_TASK REQUIREMENTS_
a - Do these statements agree with the diet book post? For each, answer yes or no and quote the deciding words. (i) The writer reports that two-thirds of U.S. adults are overweight or obese. (ii) The writer went to the bookstore to look at diet and weight loss books. (iii) The writer says junk food can be a cheaper way to fill up.
b - Carry on the diet book post from where it stops.

[SELECTED PASSAGE — start]

Wednesday, April 1, 2009

The World's Shortest Diet Book

It's All There in Clear, Concise Messages
I went to my local bookstore the other day to look at the management and leadership books. It was a mission to do a little competitive intelligence, since I'm working on one myself. (Yes, I do think there's room for one more! And if you know of an agent or publisher willing to work with a first time book author let me know.) On the way to my target, though, some catchy titles in the aisle of diet and weight loss books caught my eye. I diverted over there and... yikes. What a mess. How could anyone make heads or tails out of all the claims and contradictions?

Could this be an opportunity to work on a second book? Could I retrieve some of my long ago training in nutritional biochemistry, and meld it with my career in communications and passion for health and science literacy?

There's a huge need to be sure. The National Institute of Diabetes and Digestive and Kidney Diseases reports that two-thirds of U.S. adults are overweight or obese and nearly one-third are obese. Attempting to meet this vast market are the hundreds of fat-burning, colon-cleansing miracle products seen in advertisements and infomercials, and the thousands of books that claim to be the solitary answer to such a vexing and pervasive problem. (Message to the FTC and FDA: please help protect a desperate public from these purveyors of junk science.)

So, I got serious for a moment but then realized that I couldn't put an entire book together. I couldn't even think of enough material to fill a page much less a chapter. Why? Because it would be the world's shortest book. In my view, it all boils down to four words:

Eat less. Exercise more.

As communicators, we're taught to make the messages few, simple and memorable. I think I aced that test with my book title and book in one.

OK. Maybe there's a little bit more. There are different body shapes, different rates of metabolism, different personality types as well as economic issues. Unfortunately, when trying to stretch a dollar, junk food can often fill the belly at a lower cost. There are some people who must have a thorough medical examination to search for underlying causes of weight gain, and others who need some intervention to help them get jump-started be it through counseling, pharmaceuticals or surgery.

[SELECTED PASSAGE — finish]
[SUPPLIED MATERIAL — start]

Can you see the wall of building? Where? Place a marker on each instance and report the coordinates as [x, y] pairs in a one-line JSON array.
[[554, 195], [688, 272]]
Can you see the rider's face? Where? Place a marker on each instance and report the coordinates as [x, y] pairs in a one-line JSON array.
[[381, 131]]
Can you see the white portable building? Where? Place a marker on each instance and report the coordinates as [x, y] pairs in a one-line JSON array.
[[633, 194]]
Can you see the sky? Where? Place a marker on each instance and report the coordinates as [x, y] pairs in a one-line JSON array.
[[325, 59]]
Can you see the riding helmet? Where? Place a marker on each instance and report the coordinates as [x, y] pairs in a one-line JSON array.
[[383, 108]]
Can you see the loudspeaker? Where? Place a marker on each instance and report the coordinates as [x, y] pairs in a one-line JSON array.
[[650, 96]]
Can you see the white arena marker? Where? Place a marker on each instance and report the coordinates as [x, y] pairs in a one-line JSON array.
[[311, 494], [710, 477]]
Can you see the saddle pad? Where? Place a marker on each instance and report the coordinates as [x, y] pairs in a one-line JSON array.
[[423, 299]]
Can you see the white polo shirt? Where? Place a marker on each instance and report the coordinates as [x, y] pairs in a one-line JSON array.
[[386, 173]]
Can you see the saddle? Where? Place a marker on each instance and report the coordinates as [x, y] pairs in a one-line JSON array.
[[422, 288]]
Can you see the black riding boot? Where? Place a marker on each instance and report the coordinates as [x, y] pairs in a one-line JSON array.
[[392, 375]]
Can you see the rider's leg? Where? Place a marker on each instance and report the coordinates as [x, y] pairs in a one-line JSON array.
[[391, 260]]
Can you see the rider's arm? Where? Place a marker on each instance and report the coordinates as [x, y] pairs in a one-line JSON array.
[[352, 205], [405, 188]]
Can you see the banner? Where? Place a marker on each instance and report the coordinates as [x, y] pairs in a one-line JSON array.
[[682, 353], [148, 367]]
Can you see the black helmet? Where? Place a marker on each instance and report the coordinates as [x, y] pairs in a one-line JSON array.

[SUPPLIED MATERIAL — finish]

_ANSWERS PER TASK_
a -
(i) Yes: "two-thirds of U.S. adults are overweight or obese"
(ii) No: "to look at the management and leadership books"
(iii) Yes: "junk food can often fill the belly at a lower cost"

b -
But the formula is pretty simple, nevertheless. If you don't put enough gas in your car, it dies while you're driving. Put too much in when it doesn't need it, you have an overflowing, dangerous mess. The key, therefore, is balance.

Michael Phelps, the record-shattering swimmer, gives us balance in the extreme. Did you happen to see one of those "up close and personal" vignettes from the Beijing Olympics where he was eating one of his meals? It was like Nathan's hot dog eating contest came to Animal House. Anything and everything was going down his gut. Yet, he's won more medals than anyone in history and hangs in poster form in many a teenager's room. He balances the ingestion of 10,000 calories with 10,000 worth of exercise.

I know my message is simplistic and I know also that the execution is not always so easy. Our bodies and our lifestyles change with age. Keeping in balance gets harder. We all know that we should eat a nutritious, varied, well-balanced diet. So, if one key is balance the other is expectation. We need to take the long view and not hope for or plan on a rapid reduction in weight. The goals must be achievable and bite-sized. With this in mind, I should double the length of my diet book:

Eat a little less. Exercise a little more.